• **Exercise directions**
Rewrite the records below with every "pointer" changed to "annotator" and nothing else altered. Leave the pictures out of your answer.

• **Available data**
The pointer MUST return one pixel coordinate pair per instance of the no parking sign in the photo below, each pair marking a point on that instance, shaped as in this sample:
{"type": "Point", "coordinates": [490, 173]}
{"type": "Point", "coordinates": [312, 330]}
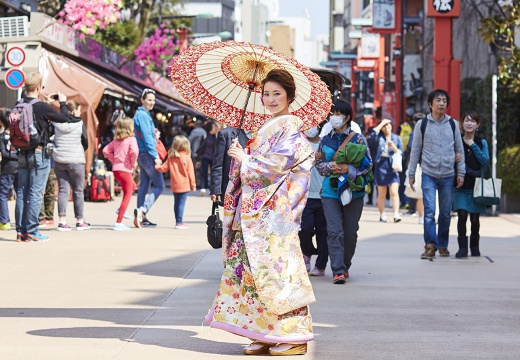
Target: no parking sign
{"type": "Point", "coordinates": [14, 79]}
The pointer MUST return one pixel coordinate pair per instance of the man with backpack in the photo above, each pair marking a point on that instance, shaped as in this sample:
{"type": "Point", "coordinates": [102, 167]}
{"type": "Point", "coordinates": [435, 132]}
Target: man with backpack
{"type": "Point", "coordinates": [29, 130]}
{"type": "Point", "coordinates": [436, 143]}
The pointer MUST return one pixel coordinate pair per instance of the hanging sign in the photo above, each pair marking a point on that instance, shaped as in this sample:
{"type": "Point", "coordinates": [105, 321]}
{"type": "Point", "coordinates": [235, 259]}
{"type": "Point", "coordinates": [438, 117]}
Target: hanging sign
{"type": "Point", "coordinates": [443, 8]}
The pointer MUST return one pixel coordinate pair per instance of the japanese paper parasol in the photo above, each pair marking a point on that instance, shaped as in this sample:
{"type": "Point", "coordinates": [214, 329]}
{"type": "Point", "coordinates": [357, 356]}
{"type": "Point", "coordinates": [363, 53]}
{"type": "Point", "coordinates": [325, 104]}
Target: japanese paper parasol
{"type": "Point", "coordinates": [223, 81]}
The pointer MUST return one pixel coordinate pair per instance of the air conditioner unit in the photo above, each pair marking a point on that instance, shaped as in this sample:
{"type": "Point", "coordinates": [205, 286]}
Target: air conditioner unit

• **Answer to this exercise**
The annotator MUST return one pixel coordinate pair per instance of the no parking sign in the photo below, each pair marking a point on that instance, shaped as in this sample:
{"type": "Point", "coordinates": [490, 173]}
{"type": "Point", "coordinates": [312, 330]}
Target: no parking sign
{"type": "Point", "coordinates": [14, 79]}
The annotator MUST return one pixel coordinate pair per instance of the man with backpack in the photo above, each pair marking a point on that instance, shaped as in this sample:
{"type": "Point", "coordinates": [102, 167]}
{"type": "Point", "coordinates": [435, 132]}
Target: man with backpack
{"type": "Point", "coordinates": [29, 130]}
{"type": "Point", "coordinates": [436, 143]}
The annotator MUST return one pixel coordinate pair per instance of the hanging sign in the photo above, each pair marking a point on that instance, shaped as in this sample:
{"type": "Point", "coordinates": [105, 321]}
{"type": "Point", "coordinates": [235, 259]}
{"type": "Point", "coordinates": [438, 117]}
Target: hanging sign
{"type": "Point", "coordinates": [443, 8]}
The annotator MUST return one pixel coordinate pair per instance of the japanese paper parasol in the photo above, each pair marking a point on that instance, shaped as in this sample:
{"type": "Point", "coordinates": [214, 329]}
{"type": "Point", "coordinates": [357, 356]}
{"type": "Point", "coordinates": [363, 53]}
{"type": "Point", "coordinates": [325, 104]}
Target: japanese paper parasol
{"type": "Point", "coordinates": [223, 81]}
The annotator MUST return one pixel coordinate pair per instance of the air conditioner unit in the photo above, each pair marking a point on that instance, shaped as in this sample:
{"type": "Point", "coordinates": [205, 286]}
Target: air conditioner unit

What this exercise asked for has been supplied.